# Records supplied
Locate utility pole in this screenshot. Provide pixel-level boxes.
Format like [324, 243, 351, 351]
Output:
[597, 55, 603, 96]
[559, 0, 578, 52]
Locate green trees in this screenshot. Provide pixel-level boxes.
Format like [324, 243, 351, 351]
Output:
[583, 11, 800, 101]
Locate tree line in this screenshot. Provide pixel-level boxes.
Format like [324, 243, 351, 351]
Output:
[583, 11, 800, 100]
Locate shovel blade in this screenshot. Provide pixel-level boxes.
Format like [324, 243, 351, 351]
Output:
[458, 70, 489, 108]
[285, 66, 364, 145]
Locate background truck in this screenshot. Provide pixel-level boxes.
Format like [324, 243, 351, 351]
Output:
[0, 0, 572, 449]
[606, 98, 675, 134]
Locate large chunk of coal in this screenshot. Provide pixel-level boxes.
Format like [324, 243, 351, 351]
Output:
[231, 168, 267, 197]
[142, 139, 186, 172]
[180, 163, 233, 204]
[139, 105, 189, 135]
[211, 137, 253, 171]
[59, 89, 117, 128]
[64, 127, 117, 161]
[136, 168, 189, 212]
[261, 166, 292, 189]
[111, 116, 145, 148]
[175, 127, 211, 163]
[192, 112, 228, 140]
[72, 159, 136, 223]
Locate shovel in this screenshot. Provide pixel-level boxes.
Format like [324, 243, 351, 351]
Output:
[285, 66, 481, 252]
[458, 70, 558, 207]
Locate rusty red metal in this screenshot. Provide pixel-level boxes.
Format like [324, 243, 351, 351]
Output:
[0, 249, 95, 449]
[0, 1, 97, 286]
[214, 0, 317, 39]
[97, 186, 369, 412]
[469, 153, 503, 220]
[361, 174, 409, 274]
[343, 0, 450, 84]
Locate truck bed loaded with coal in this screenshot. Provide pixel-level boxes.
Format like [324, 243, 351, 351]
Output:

# Exercise prompt
Using the listing above, please repeat every entry exactly.

# Result for this task
Locate utility pole in this screenshot. Provide pixel-level boxes.
Format like [324, 243, 351, 351]
Output:
[597, 55, 603, 96]
[559, 0, 578, 52]
Locate green trees in this screenshot. Provide pixel-level boxes.
Format like [324, 243, 351, 351]
Output:
[583, 11, 800, 101]
Locate tree line in this screenshot. Provide pixel-level boxes.
Format like [324, 243, 351, 351]
Output:
[583, 11, 800, 100]
Locate shovel blade in this screenshot. Provide pixel-level boxes.
Format like [324, 243, 351, 351]
Output:
[458, 70, 489, 108]
[285, 66, 364, 145]
Locate background truck in this screenshot. Provide pixel-level boxes.
Format like [324, 243, 351, 351]
Output:
[0, 0, 572, 449]
[606, 98, 675, 134]
Locate large chunk of coal in this screenshot. Provide pixel-level boxes.
Format like [324, 243, 351, 351]
Output:
[231, 168, 267, 197]
[142, 139, 186, 172]
[180, 163, 233, 204]
[139, 105, 189, 135]
[211, 137, 253, 171]
[59, 89, 117, 128]
[64, 127, 117, 161]
[136, 168, 189, 212]
[261, 166, 292, 189]
[111, 116, 145, 148]
[175, 127, 211, 163]
[192, 112, 228, 140]
[72, 159, 136, 223]
Locate shovel in this screenshot. Provide pixel-level boxes.
Format like [324, 243, 351, 351]
Output:
[285, 66, 481, 252]
[458, 70, 558, 207]
Locate rusty red metal in this screenshot. Provide pixel-level boxes.
Format like [324, 243, 351, 351]
Output:
[0, 249, 95, 449]
[0, 1, 97, 286]
[214, 0, 317, 39]
[97, 186, 369, 412]
[469, 153, 503, 220]
[361, 174, 409, 274]
[343, 0, 450, 84]
Locate truck bed loaded with coal in this screenshot. Provide pixel-level boxes.
Format like [324, 243, 351, 351]
Output:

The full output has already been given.